• Given request:
Output the listing below line for line, with no changes to any character.

• Data supplied:

++++

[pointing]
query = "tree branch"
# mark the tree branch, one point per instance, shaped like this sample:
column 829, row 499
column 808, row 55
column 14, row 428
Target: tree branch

++++

• Full output:
[pointing]
query = "tree branch"
# mark the tree branch, one point per instance, shaped like this sample:
column 829, row 499
column 808, row 55
column 14, row 428
Target: tree branch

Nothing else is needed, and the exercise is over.